• [What you should do]: Echo every one of the records below line for line, keeping each character unchanged.

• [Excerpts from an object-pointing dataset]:
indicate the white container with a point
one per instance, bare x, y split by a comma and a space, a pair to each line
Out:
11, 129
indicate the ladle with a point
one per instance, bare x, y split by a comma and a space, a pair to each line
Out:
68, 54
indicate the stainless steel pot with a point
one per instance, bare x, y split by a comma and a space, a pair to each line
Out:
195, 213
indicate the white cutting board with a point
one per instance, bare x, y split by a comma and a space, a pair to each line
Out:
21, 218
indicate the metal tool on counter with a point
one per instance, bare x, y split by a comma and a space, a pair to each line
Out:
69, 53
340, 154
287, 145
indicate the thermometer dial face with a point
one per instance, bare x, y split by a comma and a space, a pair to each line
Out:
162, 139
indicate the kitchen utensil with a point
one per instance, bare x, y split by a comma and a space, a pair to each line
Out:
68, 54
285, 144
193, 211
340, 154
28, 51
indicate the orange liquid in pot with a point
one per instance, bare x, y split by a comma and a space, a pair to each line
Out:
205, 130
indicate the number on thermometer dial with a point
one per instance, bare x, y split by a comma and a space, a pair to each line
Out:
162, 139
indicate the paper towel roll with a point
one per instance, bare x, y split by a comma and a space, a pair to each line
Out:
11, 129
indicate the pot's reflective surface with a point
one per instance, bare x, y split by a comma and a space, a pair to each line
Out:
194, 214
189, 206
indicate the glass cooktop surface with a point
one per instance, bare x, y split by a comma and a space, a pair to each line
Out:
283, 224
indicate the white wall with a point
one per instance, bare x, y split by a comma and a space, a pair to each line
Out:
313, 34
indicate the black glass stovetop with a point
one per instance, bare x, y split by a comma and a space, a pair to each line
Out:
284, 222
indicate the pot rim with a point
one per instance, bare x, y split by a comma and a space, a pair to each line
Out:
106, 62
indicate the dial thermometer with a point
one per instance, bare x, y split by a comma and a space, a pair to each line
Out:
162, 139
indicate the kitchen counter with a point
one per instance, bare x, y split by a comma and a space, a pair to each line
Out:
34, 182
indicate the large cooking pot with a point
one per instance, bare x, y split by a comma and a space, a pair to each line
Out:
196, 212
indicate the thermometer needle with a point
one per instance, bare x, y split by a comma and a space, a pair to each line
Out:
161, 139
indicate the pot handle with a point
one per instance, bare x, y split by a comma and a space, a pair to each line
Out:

• [Written solution]:
indicate the white container with a point
one per instance, bare x, y split by a comma and a space, a pair to each line
Out:
11, 129
indicate the ladle with a point
one per instance, bare x, y split by a comma and a space, a pair to each line
Out:
68, 54
indicate the stainless steel pot with a point
one per instance, bare x, y split by a comma and a space, a pair to each line
Out:
195, 213
indicate the white cutting board with a point
one per instance, bare x, y split by a comma and a space, a pair to each line
Out:
21, 218
indicate the metal tool on counter with a point
one per instance, bare x, y split by a comma and a space, a pair to each line
Out:
69, 53
340, 154
287, 145
indicate the thermometer dial face with a point
one per instance, bare x, y split by a comma and a space, a pair to each line
Out:
162, 139
indicate the kitchen utensil with a point
one per instance, bare x, y split by a comma and a space, a pair to each line
Out:
68, 54
285, 144
193, 211
340, 154
28, 51
indicate the orange liquid in pot with a point
one per instance, bare x, y split by a comma and a space, a pair to each line
Out:
205, 130
indicate the number on thermometer dial with a point
one per instance, bare x, y split by a comma and a space, a pair to each line
Out:
162, 139
indicate the paper towel roll with a point
one per instance, bare x, y split by a comma and a space, a pair to each line
Out:
11, 129
indicate the pot's reflective surface with a point
one per instance, bare x, y split by a comma and a space, a pair to each line
Out:
194, 214
189, 206
indicate the glass cooktop surface with a point
one per instance, bare x, y split by a comma and a space, a pair to each line
Out:
283, 224
indicate the white wall with a point
one per instance, bare x, y split by a comma and a space, a pair to each line
Out:
313, 34
indicate the black glass stovetop with a point
one per instance, bare x, y split by a comma and a space, a pair to each line
Out:
284, 222
indicate the pot rim with a point
one per instance, bare x, y split by a comma and a space, a pair to each line
Out:
106, 62
indicate the dial thermometer with a point
one per instance, bare x, y split by a comma and a space, a pair to each line
Out:
162, 139
indicate the kitchen counter with a point
one per instance, bare x, y split by a comma and a space, a pair to each line
Out:
34, 182
indicate the large cooking pot with a point
one per instance, bare x, y split by a comma and a space, a pair to each line
Out:
196, 212
indicate the thermometer needle with a point
one per instance, bare x, y split by a comma and a space, a pair to each line
Out:
161, 139
indicate the pot handle with a point
one per instance, bare x, y split by a comma and a space, a pair to each line
Out:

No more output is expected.